WHAT YOU ARE ASKED TO DO ▸ Hunt for the word "branch" across the entries below, copying each line that holds it.

DATA SECTION ▸
- Opening Delimiter -
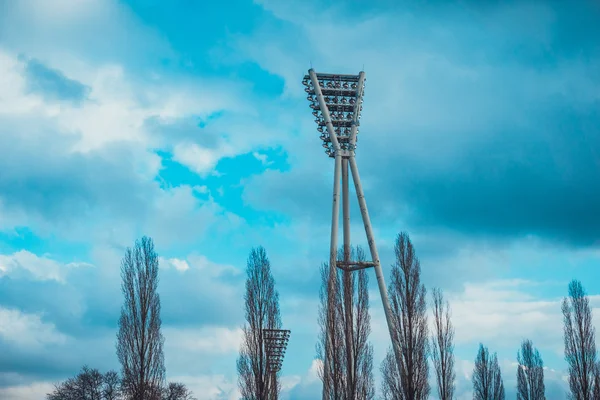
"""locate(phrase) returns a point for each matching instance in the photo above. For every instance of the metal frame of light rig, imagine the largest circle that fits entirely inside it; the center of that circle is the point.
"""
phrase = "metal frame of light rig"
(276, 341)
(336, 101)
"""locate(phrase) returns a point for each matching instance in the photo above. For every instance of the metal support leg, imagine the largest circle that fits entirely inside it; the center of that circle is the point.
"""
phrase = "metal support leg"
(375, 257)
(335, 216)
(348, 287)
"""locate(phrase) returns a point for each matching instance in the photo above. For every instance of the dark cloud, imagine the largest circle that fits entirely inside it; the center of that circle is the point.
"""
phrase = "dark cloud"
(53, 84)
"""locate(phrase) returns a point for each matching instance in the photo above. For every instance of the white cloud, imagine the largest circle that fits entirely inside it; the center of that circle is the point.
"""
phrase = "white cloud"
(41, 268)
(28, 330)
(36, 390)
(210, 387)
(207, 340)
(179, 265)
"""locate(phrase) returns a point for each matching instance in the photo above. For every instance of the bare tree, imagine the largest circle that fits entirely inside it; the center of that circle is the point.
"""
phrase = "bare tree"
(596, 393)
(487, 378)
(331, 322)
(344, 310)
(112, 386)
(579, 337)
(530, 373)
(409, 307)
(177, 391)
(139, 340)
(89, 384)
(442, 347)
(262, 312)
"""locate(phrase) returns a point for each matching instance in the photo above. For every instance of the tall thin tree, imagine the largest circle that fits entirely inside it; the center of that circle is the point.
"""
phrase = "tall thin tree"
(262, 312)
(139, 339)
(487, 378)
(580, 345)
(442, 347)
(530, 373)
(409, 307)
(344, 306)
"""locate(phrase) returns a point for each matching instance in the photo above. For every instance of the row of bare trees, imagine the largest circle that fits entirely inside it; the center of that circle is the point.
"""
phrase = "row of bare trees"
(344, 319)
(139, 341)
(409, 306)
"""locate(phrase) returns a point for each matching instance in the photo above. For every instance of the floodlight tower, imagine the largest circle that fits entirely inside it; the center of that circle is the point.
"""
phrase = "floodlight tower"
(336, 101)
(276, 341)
- Closing Delimiter -
- Opening Delimiter -
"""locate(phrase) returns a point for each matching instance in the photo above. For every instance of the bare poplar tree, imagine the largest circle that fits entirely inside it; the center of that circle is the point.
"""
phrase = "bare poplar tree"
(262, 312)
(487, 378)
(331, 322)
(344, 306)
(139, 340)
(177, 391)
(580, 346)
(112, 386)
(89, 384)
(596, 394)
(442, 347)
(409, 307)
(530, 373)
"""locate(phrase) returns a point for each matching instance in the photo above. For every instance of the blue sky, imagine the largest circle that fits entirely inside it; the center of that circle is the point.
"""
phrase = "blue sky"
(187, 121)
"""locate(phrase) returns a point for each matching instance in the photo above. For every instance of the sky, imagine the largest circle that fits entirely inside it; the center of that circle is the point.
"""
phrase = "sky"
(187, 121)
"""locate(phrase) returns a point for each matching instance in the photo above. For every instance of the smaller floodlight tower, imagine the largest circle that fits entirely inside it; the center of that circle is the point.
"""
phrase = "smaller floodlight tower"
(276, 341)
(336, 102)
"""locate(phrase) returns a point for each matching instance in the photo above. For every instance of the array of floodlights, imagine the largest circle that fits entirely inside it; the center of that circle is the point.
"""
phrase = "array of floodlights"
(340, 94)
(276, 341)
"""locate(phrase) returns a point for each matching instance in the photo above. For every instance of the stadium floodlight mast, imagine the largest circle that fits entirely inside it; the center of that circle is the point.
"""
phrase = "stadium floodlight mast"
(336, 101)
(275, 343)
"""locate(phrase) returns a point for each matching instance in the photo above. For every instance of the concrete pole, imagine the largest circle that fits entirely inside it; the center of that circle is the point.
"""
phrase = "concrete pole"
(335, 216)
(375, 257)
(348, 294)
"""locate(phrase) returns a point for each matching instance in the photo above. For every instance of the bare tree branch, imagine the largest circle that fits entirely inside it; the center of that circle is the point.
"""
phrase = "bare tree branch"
- Closing Delimiter -
RESPONSE TO THIS EXERCISE ▸
"""locate(phrase) returns a point for each matching instance in the photo above. For every instance of the bare tree branch, imagine the largest circle that fits entirely inside it; the center of that circle is the point.
phrase = "bare tree branch"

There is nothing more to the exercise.